아래 항목에서 "the top drawer" 문구가 들어 있는 줄부터 "[[65,94],[69,108],[167,102],[170,89]]" 문구가 들어 있는 줄까지를 JSON 문자열 목록으로 변환해 주세요. 각 줄은 문자열 하나로 하고 빈 줄은 뺍니다.

데이터 목록:
--

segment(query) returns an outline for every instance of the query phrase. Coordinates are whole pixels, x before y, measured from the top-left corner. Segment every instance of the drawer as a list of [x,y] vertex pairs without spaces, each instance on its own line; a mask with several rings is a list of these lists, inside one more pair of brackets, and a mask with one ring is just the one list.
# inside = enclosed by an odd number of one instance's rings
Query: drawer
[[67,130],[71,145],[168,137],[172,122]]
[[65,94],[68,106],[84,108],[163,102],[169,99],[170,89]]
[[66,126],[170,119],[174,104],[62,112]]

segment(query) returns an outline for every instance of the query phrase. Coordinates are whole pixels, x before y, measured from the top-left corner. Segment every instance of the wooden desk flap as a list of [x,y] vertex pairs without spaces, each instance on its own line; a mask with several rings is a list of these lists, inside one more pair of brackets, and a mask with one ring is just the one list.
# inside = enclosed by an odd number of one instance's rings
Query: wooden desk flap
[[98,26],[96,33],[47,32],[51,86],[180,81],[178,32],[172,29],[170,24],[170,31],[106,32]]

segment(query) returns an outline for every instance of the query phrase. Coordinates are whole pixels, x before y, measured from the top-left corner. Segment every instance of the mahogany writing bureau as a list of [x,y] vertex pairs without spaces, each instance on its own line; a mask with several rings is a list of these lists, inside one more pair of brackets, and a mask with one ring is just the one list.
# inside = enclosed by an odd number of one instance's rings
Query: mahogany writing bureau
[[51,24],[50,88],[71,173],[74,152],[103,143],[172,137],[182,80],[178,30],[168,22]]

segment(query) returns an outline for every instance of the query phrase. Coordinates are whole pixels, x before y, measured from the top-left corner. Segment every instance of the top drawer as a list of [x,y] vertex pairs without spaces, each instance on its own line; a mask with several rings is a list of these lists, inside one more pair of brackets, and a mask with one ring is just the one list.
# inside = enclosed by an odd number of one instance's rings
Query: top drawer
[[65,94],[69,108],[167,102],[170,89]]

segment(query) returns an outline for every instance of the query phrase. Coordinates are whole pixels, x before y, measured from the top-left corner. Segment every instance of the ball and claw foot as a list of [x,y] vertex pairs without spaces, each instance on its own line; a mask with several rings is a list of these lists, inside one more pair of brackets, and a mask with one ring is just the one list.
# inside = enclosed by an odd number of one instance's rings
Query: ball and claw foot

--

(과제 풀이):
[
  "segment(query) returns an outline for every instance of the query phrase. Coordinates are whole pixels, x before y, measured from the top-left corner. Segment every instance of the top drawer as a list of [x,y] vertex pairs without spaces, each instance on its own line; a mask with several rings is a list of these lists, inside one more pair of brackets, and a mask with one ring is just the one list.",
  "# inside = enclosed by an odd number of one instance's rings",
  "Query: top drawer",
  "[[65,94],[69,108],[167,102],[170,89]]"
]